§ **Yang Diperlukan**
Sebutkan banyaknya baris pada data di bawah yang memuat kata "cloudy". Jawab hanya dengan angka.

***** Kumpulan Data *****

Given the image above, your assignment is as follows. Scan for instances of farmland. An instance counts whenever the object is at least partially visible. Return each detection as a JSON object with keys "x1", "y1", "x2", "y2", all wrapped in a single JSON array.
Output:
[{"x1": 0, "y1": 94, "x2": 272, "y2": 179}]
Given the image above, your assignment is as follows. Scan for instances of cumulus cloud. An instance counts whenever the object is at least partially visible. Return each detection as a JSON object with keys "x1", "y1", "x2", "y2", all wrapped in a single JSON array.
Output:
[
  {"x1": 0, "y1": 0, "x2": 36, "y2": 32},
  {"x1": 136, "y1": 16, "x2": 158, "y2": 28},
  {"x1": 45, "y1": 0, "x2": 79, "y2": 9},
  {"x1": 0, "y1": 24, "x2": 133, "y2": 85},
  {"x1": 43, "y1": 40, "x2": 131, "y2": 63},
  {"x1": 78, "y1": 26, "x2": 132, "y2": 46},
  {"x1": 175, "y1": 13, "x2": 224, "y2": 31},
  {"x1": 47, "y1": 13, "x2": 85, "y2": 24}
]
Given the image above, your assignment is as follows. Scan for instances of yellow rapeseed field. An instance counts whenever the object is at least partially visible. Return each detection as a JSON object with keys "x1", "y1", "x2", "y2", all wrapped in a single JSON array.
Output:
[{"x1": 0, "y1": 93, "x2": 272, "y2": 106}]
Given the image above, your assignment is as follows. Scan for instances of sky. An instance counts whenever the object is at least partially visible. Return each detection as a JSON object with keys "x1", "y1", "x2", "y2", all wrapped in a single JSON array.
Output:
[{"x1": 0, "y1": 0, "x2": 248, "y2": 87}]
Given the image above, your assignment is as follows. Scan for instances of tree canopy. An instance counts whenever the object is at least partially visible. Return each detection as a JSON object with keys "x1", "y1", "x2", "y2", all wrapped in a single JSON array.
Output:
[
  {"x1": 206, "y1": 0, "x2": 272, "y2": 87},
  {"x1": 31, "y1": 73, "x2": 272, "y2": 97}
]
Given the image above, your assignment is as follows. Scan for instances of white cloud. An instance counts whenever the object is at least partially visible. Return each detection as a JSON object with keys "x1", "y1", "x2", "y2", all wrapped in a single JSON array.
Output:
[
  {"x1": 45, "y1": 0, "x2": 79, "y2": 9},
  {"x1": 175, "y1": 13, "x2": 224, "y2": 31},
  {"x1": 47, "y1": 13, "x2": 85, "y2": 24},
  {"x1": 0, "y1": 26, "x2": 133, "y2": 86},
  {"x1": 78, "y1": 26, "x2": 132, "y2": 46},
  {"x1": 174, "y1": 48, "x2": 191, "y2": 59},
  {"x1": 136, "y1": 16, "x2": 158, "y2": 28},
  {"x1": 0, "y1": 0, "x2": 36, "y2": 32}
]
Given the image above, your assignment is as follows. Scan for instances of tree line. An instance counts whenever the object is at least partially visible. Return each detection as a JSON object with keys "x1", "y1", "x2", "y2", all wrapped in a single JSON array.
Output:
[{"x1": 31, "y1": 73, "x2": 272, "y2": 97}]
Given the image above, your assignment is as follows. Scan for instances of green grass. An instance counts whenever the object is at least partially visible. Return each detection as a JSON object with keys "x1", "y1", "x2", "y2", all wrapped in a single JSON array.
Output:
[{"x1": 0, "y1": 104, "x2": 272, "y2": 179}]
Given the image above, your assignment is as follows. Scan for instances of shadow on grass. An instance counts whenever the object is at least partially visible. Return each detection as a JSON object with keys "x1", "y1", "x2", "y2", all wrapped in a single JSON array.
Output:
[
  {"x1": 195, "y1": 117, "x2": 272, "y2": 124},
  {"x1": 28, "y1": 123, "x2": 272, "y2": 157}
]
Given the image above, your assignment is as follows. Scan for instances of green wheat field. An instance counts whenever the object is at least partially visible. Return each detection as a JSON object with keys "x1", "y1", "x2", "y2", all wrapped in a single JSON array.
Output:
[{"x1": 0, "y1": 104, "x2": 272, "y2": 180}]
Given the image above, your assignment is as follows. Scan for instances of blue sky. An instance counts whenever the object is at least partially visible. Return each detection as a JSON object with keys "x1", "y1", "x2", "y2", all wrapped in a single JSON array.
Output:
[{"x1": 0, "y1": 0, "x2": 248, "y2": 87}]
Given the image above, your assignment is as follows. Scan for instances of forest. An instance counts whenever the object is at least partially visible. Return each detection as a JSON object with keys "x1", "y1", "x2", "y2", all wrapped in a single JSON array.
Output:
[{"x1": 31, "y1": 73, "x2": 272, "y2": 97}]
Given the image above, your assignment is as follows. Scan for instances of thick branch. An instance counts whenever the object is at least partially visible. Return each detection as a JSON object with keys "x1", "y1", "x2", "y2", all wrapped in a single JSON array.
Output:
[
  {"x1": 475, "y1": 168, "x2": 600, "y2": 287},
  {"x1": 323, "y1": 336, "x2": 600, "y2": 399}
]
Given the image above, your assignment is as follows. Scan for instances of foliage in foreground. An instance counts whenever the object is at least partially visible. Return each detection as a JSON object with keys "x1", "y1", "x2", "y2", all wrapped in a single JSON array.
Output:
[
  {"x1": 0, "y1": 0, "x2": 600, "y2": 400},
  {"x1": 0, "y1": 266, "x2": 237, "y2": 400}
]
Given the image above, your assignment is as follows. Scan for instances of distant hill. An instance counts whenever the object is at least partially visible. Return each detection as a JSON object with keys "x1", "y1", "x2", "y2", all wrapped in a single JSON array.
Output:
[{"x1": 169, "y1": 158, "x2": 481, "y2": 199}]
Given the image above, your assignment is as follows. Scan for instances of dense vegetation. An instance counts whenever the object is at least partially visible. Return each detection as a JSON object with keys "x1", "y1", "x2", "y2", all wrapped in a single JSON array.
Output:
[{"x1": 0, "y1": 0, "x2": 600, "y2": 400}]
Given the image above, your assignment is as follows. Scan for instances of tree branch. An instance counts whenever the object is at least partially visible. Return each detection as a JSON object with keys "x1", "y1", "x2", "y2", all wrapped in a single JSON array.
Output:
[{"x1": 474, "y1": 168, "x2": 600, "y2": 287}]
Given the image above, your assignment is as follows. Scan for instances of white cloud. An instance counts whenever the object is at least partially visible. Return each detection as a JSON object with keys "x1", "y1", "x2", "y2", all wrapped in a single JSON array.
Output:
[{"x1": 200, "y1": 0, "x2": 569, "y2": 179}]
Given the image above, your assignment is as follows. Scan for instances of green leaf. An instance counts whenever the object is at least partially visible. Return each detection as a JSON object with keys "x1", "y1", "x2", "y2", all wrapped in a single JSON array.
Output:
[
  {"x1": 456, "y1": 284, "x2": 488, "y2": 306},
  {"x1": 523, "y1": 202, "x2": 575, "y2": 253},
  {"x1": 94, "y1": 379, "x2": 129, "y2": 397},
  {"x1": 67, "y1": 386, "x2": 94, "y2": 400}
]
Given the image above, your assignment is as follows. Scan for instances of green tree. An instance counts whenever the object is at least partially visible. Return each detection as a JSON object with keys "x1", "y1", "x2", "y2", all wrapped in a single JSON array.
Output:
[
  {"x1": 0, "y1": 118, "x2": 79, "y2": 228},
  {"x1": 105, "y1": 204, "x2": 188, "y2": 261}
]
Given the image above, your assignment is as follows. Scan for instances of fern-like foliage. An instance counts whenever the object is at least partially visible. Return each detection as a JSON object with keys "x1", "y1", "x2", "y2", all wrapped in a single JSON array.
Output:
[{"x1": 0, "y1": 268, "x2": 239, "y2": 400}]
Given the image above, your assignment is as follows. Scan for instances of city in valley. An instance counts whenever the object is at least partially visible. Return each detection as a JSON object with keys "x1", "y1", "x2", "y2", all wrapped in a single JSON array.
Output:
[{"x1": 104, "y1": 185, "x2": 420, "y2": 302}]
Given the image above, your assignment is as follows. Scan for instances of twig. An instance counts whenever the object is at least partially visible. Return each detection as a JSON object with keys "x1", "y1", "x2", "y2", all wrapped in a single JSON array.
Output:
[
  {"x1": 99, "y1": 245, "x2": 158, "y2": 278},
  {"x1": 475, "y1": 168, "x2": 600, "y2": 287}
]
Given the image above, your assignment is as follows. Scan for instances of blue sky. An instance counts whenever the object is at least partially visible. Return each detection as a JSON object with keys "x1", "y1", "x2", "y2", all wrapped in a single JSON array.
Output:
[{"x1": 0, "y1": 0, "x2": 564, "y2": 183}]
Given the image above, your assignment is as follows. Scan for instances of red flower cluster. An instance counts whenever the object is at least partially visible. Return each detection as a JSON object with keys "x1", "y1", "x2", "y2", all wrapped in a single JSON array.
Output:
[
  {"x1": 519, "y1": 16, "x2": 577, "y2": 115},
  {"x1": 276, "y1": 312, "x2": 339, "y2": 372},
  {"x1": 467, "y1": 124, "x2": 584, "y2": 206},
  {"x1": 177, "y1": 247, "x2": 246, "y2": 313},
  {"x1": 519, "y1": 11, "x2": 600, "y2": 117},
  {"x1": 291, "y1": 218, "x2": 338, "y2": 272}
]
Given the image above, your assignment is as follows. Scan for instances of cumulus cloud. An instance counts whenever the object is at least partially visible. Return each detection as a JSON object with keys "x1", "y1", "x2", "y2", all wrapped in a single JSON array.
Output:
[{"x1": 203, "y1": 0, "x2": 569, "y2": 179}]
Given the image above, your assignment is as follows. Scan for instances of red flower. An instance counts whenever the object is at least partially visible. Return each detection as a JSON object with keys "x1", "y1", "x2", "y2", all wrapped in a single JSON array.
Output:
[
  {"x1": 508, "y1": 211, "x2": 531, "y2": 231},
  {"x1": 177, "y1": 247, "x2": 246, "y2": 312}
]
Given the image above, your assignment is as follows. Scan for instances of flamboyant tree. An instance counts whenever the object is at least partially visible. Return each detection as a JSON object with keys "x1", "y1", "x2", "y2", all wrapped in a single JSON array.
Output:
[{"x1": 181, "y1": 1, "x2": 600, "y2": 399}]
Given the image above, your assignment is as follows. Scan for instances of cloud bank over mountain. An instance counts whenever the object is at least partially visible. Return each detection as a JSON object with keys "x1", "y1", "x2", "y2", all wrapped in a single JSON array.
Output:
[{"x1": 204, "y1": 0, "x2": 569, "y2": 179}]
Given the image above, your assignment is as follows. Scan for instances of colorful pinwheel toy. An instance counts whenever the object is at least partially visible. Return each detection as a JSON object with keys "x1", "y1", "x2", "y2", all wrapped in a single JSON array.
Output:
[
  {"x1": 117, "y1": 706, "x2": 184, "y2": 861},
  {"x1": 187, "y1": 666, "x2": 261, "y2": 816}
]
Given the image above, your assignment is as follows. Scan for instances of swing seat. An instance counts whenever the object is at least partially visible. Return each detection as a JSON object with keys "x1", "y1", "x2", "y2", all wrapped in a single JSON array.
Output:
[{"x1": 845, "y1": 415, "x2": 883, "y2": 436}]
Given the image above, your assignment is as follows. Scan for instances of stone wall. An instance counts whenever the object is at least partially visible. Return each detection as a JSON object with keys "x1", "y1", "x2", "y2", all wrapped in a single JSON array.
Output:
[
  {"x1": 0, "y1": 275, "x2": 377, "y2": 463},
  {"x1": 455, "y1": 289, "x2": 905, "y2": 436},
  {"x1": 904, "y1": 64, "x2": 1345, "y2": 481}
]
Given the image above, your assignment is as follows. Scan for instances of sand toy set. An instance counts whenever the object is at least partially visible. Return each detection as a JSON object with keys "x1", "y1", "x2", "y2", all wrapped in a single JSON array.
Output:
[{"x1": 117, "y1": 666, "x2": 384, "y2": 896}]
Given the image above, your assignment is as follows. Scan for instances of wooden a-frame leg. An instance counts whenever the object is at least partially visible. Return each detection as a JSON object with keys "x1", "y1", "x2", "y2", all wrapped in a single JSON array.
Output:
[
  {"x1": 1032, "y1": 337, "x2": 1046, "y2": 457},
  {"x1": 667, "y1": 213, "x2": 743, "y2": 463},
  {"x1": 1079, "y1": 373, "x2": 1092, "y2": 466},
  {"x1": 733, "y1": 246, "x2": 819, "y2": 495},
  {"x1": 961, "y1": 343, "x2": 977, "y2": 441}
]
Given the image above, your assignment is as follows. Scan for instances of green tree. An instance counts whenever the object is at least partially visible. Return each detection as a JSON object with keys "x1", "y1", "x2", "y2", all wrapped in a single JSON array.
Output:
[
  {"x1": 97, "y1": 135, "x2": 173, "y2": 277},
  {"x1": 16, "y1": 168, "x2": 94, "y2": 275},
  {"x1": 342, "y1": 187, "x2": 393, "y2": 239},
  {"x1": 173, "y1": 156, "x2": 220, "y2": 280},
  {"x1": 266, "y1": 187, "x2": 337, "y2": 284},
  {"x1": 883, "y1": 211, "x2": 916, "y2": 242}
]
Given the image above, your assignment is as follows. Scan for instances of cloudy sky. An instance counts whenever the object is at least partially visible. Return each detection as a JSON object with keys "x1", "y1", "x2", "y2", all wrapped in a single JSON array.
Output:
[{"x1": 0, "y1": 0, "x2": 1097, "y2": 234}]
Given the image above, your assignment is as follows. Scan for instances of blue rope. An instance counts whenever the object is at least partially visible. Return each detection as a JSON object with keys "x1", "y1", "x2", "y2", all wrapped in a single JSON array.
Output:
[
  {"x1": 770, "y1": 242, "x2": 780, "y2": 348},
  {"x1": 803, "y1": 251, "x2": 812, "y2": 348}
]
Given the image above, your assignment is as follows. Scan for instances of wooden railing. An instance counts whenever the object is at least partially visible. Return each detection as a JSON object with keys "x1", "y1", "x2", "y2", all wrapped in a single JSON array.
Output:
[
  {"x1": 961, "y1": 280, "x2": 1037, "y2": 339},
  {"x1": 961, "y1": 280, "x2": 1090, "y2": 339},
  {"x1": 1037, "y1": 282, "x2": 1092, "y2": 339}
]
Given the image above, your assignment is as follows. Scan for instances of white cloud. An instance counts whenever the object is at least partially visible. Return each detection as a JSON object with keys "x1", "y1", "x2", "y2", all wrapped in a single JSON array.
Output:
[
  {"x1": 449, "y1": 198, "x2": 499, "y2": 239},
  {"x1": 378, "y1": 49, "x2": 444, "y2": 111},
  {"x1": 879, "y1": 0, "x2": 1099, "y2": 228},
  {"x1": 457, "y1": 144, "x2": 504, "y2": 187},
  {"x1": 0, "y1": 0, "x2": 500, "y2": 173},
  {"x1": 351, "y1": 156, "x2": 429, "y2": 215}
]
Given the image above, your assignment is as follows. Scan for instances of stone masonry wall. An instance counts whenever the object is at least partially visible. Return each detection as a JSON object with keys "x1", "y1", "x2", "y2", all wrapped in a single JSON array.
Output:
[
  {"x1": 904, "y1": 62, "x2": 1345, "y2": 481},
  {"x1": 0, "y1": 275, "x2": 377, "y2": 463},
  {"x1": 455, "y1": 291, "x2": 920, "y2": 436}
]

*****

§ **Penyelesaian Berikut**
1